▶ **STUDY QUESTIONS**:
1. Summarize the forum comments in two sentences.
2. In the forum comments, swap "Portland" for "Seattle", beginning at the words "308 - I've done" and stopping after "was his defense.".
3. Pick up the forum comments after their last sentence and write what comes next.

308 - I've done two jury trials, one in Portland and one in PG county Maryland. The Portland one was a prostitution sting with a defendant who was clearly taking a loooong shot at getting a sympathetic jury - we convicted based on the fact that if you are on tape offering an undercover cop twenty bucks for a blow job, chances are that you actually are a john and not a lost driver intimidated into offering to pay for sex by a 5'4" woman in fishnets when what you really intended to do was ask for directions. No shit, that was his defense.
The other was a drug case with horribly confused testimony from the arresting officer - that was an acquittal, but only after two hours of sitting there trying to explain reasonable doubt to an idiot who thought that the juror's job was simply to make a best guess and then majority rules take over. How he managed to get that impression despite the hella detailed briefing from the judge I have no idea. My memory of that irritating little episode is dominated by the phrase "I think he done it" which the idiot repeated over and over and over until we wore him down and he voted to acquit, though he made it clear that he was voting against his conscience only because he didn't want to come back the next day for more of the same.
If you get jury duty, a word of advice - first thing you'll have to do is pick a foreman (unless you're in a state where the court does that). Throw your name in the ring and try to get the job. Having an idiot jury foreperson is a trial in itself. Also being the foreperson gives you something to do during deliberations, which can be help save your sanity if you run up against "I think he done it."
Way back up thread, re: browncoats. Confederate soldiers were commonly known as "greycoats." (I read way too many Louis Lamour books as a kid.) I think we should go for the more likely explanation rather than adding on a whole new class of morally-repugnant associations to be hung on the rebs.
re: 31
My demand above was that it be 'cooler/better' rather than realistic.
93: There's an old tabletop RPG called Deadlands that does exactly that, cowboys vs. zombies, though there are also marshals and all the other Western tropes as well as mad scientists and some other steampunk and sci-fi elements. The setting is pretty fucking fantastic in terms of engaging the imagination but the system as originally written is basically unplayable: terribly confusing and it took forever to determine just how badly one had almost certainly failed at using any of one's special tricks. There's a d20 version that came out a few years back that I picked up but never played. It made my heart flutter, just a little, to hear that Bruce Campbell loved Deadlands so much that he used to go to cons to run games.

▶ **PROVIDED DATA**:
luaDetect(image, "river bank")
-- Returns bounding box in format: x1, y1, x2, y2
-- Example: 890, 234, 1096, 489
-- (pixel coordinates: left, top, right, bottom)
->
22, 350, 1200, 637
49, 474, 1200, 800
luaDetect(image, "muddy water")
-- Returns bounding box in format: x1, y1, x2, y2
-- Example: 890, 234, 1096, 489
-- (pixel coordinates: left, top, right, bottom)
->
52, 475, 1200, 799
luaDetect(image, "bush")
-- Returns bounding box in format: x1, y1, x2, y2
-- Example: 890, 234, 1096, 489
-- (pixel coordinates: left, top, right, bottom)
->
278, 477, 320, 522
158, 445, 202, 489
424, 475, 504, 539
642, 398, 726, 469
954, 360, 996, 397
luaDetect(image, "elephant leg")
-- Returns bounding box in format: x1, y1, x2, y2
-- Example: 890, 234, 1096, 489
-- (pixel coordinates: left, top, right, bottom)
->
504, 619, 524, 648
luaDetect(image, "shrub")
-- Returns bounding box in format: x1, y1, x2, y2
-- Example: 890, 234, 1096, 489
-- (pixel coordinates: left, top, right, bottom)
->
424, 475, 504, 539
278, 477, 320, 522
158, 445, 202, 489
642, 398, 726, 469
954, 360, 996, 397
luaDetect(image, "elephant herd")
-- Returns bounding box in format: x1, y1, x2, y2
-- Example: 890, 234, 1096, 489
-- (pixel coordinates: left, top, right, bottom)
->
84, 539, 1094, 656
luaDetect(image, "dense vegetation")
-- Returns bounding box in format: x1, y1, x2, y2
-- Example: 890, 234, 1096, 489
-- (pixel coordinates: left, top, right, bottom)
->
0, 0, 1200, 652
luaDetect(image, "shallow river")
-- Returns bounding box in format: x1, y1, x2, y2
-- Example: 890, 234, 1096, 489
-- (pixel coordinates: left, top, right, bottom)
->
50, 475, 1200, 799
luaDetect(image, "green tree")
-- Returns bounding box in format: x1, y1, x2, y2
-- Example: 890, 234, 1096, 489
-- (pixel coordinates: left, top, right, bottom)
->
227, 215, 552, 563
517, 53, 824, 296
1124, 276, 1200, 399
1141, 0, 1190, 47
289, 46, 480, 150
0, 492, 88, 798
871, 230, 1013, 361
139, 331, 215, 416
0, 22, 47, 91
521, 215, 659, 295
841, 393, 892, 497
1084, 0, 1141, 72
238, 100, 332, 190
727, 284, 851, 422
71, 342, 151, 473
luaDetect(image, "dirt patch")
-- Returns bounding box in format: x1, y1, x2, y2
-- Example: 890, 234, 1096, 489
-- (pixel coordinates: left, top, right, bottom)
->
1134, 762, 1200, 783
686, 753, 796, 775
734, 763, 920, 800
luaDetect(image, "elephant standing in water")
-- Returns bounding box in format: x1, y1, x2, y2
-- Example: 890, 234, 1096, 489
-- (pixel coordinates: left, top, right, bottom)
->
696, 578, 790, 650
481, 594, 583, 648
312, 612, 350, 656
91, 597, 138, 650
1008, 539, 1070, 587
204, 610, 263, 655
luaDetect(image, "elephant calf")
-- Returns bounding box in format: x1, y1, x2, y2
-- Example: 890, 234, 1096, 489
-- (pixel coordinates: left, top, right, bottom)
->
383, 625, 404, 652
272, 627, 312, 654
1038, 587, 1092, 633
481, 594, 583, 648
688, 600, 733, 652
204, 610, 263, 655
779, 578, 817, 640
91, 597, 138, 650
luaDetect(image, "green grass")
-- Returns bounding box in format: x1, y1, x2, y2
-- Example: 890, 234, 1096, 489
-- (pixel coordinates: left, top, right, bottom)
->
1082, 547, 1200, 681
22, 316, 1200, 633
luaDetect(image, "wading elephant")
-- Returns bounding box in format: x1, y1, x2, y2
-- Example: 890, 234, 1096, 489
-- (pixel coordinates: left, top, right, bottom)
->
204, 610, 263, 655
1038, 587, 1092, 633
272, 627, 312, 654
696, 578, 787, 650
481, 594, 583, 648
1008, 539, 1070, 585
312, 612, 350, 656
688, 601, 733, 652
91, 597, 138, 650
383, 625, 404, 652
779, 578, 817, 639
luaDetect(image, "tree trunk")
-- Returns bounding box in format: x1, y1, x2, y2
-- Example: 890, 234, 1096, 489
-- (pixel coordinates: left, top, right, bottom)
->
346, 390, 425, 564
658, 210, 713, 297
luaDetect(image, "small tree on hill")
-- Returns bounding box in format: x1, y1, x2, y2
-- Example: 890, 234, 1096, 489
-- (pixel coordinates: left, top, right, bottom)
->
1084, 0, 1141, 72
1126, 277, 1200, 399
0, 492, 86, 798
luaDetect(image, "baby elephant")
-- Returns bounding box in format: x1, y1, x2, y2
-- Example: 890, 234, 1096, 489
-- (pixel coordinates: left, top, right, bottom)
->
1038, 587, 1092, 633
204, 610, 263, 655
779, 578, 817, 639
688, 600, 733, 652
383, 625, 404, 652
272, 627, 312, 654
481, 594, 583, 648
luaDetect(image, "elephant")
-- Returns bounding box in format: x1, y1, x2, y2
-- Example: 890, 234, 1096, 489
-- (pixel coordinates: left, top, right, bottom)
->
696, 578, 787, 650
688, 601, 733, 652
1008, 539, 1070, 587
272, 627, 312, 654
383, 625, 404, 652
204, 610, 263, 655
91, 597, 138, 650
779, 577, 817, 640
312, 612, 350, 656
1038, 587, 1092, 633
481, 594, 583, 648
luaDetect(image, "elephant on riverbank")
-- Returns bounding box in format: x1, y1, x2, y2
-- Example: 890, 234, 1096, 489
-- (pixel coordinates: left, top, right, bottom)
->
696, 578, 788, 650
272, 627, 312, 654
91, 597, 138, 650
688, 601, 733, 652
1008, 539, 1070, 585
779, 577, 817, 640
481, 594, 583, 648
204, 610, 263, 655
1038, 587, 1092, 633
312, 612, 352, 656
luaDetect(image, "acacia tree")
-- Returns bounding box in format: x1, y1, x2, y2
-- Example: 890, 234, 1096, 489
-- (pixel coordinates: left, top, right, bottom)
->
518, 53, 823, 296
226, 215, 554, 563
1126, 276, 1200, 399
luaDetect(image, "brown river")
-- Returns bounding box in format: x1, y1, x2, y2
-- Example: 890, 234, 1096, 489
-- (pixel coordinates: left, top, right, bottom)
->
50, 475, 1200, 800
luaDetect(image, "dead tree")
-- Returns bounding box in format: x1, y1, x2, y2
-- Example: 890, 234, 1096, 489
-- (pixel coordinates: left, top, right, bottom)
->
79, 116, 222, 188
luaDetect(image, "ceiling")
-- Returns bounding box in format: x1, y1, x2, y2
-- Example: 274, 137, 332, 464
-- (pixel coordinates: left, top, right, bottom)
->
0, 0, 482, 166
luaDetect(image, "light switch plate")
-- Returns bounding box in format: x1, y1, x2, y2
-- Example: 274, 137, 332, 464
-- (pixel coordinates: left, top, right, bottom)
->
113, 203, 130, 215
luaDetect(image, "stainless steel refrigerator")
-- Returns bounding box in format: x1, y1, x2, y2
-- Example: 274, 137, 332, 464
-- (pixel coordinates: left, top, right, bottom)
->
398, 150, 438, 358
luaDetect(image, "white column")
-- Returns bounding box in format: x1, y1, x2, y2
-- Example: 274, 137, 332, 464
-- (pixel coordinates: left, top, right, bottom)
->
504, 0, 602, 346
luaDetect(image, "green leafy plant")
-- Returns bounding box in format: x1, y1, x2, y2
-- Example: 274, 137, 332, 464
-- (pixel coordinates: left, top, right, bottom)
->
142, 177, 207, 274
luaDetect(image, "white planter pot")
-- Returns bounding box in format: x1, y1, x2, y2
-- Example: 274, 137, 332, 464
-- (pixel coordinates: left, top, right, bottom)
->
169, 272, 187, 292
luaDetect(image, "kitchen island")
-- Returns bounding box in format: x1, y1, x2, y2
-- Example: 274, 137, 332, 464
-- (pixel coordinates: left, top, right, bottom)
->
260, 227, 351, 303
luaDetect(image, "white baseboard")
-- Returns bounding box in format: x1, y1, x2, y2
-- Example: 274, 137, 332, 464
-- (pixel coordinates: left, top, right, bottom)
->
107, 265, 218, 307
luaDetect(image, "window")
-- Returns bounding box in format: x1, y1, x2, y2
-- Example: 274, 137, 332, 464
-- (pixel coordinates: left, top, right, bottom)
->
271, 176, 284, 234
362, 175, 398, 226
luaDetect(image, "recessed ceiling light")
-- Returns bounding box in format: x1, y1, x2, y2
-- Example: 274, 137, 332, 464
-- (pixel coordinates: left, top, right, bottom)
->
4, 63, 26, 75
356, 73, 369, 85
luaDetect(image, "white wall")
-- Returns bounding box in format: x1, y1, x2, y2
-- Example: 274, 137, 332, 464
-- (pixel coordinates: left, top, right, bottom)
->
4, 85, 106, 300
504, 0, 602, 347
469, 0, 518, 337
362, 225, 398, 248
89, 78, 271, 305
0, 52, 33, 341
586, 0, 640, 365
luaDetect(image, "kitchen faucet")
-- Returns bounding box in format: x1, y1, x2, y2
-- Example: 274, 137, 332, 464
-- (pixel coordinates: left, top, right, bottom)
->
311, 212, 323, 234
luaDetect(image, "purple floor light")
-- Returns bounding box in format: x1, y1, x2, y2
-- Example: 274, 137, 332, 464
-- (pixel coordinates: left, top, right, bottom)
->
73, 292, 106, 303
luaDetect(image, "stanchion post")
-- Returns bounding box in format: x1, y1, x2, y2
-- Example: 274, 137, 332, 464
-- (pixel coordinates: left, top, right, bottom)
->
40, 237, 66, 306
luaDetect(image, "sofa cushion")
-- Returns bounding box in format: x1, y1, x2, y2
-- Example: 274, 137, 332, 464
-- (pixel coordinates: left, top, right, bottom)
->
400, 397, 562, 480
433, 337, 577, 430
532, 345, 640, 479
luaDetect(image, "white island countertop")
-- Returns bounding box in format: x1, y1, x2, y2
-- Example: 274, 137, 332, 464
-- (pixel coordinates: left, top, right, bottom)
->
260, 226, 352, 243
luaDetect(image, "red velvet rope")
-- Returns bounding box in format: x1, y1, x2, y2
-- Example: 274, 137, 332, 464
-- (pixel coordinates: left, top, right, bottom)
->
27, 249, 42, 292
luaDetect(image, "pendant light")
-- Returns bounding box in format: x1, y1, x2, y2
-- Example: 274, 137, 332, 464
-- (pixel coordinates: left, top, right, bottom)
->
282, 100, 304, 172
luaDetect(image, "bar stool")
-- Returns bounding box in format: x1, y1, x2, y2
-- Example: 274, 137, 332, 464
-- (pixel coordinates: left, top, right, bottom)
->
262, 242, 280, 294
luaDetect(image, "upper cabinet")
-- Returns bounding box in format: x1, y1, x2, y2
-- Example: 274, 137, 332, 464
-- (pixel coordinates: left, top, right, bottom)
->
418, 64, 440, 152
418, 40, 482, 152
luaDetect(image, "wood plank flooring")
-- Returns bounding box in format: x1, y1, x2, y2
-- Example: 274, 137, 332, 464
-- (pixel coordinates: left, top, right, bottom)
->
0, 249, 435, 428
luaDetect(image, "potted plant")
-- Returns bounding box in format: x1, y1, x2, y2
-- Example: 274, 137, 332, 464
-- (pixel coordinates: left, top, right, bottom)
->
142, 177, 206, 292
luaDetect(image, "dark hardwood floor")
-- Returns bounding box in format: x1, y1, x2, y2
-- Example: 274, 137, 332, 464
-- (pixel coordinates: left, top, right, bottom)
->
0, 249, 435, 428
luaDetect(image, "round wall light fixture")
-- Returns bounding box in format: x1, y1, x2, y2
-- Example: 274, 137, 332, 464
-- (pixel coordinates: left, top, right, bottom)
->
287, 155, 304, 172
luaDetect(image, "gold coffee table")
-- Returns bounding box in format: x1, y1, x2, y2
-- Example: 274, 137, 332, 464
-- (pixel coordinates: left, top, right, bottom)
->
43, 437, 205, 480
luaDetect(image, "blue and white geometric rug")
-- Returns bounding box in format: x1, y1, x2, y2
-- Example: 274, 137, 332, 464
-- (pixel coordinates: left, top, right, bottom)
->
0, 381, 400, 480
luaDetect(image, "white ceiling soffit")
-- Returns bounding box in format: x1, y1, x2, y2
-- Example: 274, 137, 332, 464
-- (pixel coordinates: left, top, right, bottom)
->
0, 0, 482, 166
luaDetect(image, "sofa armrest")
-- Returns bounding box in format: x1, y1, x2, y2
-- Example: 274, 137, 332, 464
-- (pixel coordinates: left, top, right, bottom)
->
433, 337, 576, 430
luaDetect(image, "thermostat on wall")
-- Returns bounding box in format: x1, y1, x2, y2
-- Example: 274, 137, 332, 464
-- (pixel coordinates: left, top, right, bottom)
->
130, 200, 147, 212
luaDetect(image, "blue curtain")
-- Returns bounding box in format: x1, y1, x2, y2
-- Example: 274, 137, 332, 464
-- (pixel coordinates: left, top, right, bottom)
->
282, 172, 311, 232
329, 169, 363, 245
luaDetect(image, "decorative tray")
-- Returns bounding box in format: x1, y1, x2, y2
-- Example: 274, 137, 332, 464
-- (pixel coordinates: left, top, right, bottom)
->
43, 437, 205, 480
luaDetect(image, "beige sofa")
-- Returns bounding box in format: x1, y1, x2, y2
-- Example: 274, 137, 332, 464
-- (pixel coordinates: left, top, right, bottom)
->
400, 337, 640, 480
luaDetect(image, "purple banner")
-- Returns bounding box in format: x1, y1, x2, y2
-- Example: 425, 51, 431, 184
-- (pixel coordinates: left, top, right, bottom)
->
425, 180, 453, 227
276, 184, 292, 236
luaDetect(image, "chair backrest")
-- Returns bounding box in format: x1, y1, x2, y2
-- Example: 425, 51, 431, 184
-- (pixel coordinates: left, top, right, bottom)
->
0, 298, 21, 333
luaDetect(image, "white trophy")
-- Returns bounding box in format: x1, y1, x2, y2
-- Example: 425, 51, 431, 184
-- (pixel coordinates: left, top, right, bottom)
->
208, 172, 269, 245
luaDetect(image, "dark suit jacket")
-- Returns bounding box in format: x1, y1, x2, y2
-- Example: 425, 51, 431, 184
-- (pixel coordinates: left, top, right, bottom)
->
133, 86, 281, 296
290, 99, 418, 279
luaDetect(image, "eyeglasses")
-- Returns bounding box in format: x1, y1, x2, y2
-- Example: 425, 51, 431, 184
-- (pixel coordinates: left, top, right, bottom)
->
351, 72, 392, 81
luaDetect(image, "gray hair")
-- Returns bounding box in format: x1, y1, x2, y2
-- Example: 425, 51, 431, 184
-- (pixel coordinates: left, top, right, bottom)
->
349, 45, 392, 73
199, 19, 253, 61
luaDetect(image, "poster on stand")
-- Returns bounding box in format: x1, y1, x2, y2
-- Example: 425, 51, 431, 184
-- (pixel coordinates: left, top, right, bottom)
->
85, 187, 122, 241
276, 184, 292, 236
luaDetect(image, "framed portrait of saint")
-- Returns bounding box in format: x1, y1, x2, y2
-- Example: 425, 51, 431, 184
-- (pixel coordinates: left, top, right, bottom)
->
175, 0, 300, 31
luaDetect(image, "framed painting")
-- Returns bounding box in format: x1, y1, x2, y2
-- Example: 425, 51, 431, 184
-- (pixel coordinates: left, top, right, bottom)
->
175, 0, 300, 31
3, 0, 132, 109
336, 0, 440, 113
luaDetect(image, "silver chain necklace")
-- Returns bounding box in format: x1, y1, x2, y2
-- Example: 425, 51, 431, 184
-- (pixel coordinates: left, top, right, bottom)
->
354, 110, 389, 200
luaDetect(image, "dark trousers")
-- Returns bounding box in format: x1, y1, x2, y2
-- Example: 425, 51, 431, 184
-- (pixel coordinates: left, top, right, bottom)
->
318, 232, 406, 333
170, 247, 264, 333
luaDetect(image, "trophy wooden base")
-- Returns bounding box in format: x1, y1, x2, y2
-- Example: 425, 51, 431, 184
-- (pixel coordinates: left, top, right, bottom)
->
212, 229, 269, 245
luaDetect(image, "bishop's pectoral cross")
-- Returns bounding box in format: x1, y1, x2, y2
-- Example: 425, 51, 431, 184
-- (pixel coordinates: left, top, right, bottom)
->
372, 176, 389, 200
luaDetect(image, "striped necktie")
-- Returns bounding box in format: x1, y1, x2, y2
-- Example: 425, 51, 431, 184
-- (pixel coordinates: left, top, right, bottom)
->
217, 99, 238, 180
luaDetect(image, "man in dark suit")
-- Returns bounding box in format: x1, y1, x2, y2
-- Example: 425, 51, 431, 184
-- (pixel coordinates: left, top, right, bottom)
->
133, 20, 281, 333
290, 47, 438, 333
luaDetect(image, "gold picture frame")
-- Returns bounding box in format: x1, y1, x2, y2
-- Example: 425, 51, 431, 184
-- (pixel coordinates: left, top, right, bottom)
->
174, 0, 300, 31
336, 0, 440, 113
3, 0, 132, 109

▶ **REPLIES**:
1. The writer recounts serving on two juries: one convicted a man caught on tape offering an undercover officer twenty dollars for sex, and the other acquitted in a drug case only after two hours spent explaining reasonable doubt to one juror. The writer advises jurors to seek the foreperson role, notes that Confederate soldiers were commonly called "greycoats," and praises the setting of the tabletop game Deadlands while calling its original rules basically unplayable.

2.
308 - I've done two jury trials, one in Seattle and one in PG county Maryland. The Seattle one was a prostitution sting with a defendant who was clearly taking a loooong shot at getting a sympathetic jury - we convicted based on the fact that if you are on tape offering an undercover cop twenty bucks for a blow job, chances are that you actually are a john and not a lost driver intimidated into offering to pay for sex by a 5'4" woman in fishnets when what you really intended to do was ask for directions. No shit, that was his defense.

3.
I do love the idea, in all honesty, and when I played a mad roboticist for a one-shot my group did some years ago I mocked up a marketing pamphlet for his "Frankenmen" and everything. By the end of the game, however, I found myself actually saying to the GM, "Can't my bag of kerosene just explode so I can finally die?"
Sigh.
I've served on my jury as an alternate, and I swear to you that every single member of that jury was more intelligent, interesting and decent than any of the people involved in the trial (except for the judge and her staff). It was a wonderful surprise. Maybe it was because the trial took place in Manhattan, where there's a pretty high bar for making a living without acquiring a criminal record.
I got my very first call for jury duty last year at age 39, and then (I guess) the defendant made a plea agreement and I didn't even have to report to the courthouse. I was a little irritated, as I have actively wanted to get jury duty for 22 years now.
I spent a week commuting to Bumfuck, Alabama in order not to be picked for a jury, then any number of weeks in L.A. phoning in to discover if I needed to report, then a day sitting on a hyper-uncomfortable chair without being picked.
That's it. No more. I'll get a medical excuse the next time the paperwork shows up.
It made my heart flutter, just a little, to hear that Bruce Campbell loved Deadlands so much that he used to go to cons to run games.
Oh, sure, stop the presses, Bruce Campbell's awesome. Plus it's sunnier in the daytime!
You know what else is awesome? Uotha, a duo cd by Paolo Angeli and Hamid Drake.